§ Exercise requirements: Beginning at the line that contains "Do not take my word for it — the sea", write out every line down to the end of the records, with both ends kept and nothing added.

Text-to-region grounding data
—————

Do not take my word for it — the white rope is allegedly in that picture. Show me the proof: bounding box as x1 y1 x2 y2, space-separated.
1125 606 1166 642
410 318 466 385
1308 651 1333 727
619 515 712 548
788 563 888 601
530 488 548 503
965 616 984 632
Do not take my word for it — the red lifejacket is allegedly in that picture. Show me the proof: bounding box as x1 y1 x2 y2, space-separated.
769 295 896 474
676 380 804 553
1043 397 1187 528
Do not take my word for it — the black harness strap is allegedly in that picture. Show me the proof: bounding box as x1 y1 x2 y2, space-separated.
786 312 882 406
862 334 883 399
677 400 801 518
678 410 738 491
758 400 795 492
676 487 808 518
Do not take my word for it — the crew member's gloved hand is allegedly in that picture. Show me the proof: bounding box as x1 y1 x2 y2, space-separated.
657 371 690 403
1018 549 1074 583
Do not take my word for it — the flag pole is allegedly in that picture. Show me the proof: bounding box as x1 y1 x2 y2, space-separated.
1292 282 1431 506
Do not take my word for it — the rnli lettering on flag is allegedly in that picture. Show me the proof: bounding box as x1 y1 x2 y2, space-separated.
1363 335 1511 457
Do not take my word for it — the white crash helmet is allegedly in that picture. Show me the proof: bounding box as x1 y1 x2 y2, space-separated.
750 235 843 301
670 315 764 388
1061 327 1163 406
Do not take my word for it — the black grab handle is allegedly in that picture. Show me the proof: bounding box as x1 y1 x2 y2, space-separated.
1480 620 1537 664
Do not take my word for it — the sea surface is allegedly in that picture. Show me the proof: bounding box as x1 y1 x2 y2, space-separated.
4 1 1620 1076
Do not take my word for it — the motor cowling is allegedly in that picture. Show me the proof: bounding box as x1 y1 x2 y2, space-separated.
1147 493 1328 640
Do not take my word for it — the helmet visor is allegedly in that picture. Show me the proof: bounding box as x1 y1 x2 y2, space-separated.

—————

§ Response below:
Do not take my word for it — the sea surface is allegedly in that picture. Show me the proof: bounding box as x1 y1 x2 y2, space-separated.
4 1 1620 1076
Do not take my word for it — the motor cowling is allegedly in that picture. Show me the proof: bounding box as x1 y1 x2 y2, space-separated.
1147 493 1328 640
Do not take my word for it — the helmet visor is allegedly in that picture. Show me the proof: bounding box as x1 y1 x2 y2, space-separated.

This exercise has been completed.